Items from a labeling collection
★ ★ ★ ★ ★ ★ ★
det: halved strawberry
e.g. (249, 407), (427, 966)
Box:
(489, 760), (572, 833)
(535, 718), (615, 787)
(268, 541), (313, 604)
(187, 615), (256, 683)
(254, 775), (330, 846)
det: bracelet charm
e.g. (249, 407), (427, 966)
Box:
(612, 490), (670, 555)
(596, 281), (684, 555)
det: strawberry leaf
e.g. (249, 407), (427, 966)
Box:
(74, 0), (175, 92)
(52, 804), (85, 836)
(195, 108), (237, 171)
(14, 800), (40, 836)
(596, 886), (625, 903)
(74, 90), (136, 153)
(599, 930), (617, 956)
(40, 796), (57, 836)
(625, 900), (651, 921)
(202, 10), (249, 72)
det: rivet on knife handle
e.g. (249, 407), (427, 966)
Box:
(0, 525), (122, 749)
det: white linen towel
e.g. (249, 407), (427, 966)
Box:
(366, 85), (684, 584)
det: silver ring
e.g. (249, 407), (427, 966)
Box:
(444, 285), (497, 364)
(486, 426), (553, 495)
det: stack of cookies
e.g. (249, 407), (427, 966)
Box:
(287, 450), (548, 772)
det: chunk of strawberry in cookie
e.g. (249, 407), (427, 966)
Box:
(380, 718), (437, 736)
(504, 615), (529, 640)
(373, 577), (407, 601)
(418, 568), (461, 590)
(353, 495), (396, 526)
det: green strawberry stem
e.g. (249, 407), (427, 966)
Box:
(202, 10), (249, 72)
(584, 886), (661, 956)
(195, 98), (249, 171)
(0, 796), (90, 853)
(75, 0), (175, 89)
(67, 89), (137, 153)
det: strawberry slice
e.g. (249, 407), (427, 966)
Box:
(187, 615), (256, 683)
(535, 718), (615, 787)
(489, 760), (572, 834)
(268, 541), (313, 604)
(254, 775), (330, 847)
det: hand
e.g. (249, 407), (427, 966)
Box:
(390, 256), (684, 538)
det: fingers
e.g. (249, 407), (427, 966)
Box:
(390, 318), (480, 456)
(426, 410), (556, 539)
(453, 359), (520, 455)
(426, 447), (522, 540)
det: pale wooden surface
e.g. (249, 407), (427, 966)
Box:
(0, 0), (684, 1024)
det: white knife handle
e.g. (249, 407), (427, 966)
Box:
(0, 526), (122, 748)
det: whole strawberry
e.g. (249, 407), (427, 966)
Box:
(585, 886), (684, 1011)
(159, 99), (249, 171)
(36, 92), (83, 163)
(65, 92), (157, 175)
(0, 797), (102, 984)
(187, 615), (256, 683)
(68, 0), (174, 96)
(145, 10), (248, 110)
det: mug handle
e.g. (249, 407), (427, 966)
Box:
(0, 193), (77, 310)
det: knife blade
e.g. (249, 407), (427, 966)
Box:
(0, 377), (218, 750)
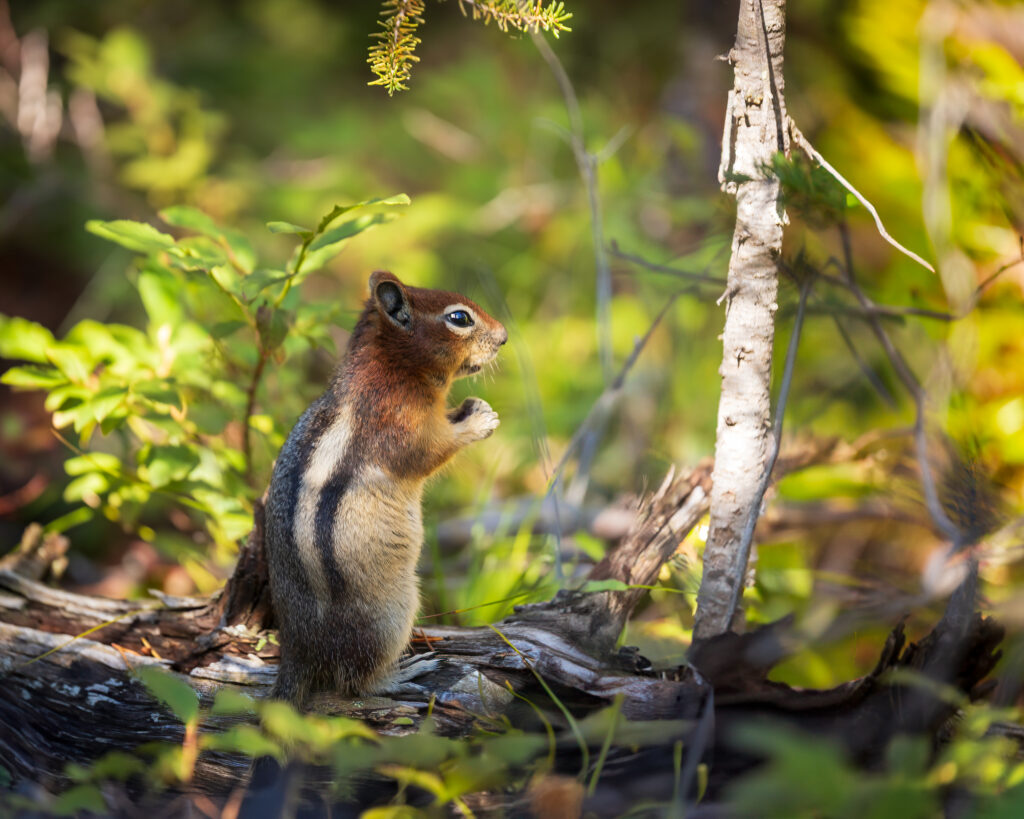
★ ★ ★ ★ ★ ★ ★
STATED TASK -> Rescale the records from the start through the line containing "(390, 256), (684, 538)", both ends included, by repeating every line and multiplying each box coordinate in the answers by 1.25, rounded to whole numbers with halves going up. Leave the requests and their sample coordinates unchanged.

EXPECTED OUTPUT ->
det: halved strawberry
e.g. (249, 407), (427, 966)
Box:
(611, 950), (715, 1041)
(669, 898), (769, 984)
(335, 676), (391, 755)
(234, 769), (320, 854)
(318, 969), (413, 1058)
det: bracelet charm
e.g. (249, 407), (427, 966)
Box:
(765, 613), (838, 694)
(745, 351), (855, 694)
det: strawberry leaf
e.g. (249, 407), (427, 966)
Box:
(93, 0), (219, 115)
(65, 1005), (106, 1045)
(244, 135), (296, 214)
(18, 1000), (50, 1045)
(745, 1108), (781, 1129)
(93, 113), (170, 191)
(749, 1163), (771, 1195)
(50, 995), (71, 1045)
(781, 1125), (814, 1151)
(253, 13), (311, 90)
det: rivet on knife handle
e.g. (249, 407), (427, 966)
Box:
(0, 656), (153, 936)
det: white linen towel
e.g. (249, 407), (427, 966)
Box:
(458, 106), (855, 730)
det: silver ring
e.g. (249, 407), (427, 966)
Box:
(555, 356), (621, 455)
(608, 533), (691, 619)
det: stack of cookies
e.g. (249, 407), (427, 966)
Box:
(359, 563), (685, 965)
det: chunk of strawberry in cookie
e.g. (249, 407), (427, 966)
Box:
(475, 898), (546, 920)
(630, 769), (661, 800)
(466, 721), (509, 751)
(523, 710), (576, 738)
(441, 619), (495, 658)
det: green strawberry stem
e.g. (249, 407), (427, 966)
Box:
(253, 13), (311, 90)
(730, 1108), (826, 1195)
(244, 123), (311, 214)
(0, 995), (113, 1066)
(94, 0), (219, 111)
(84, 111), (171, 191)
det: strawberry slice
e.g. (249, 407), (427, 966)
Box:
(234, 769), (320, 854)
(669, 898), (769, 984)
(611, 950), (715, 1043)
(335, 676), (391, 755)
(318, 969), (413, 1059)
det: hand
e.g. (249, 407), (427, 966)
Box:
(488, 320), (855, 673)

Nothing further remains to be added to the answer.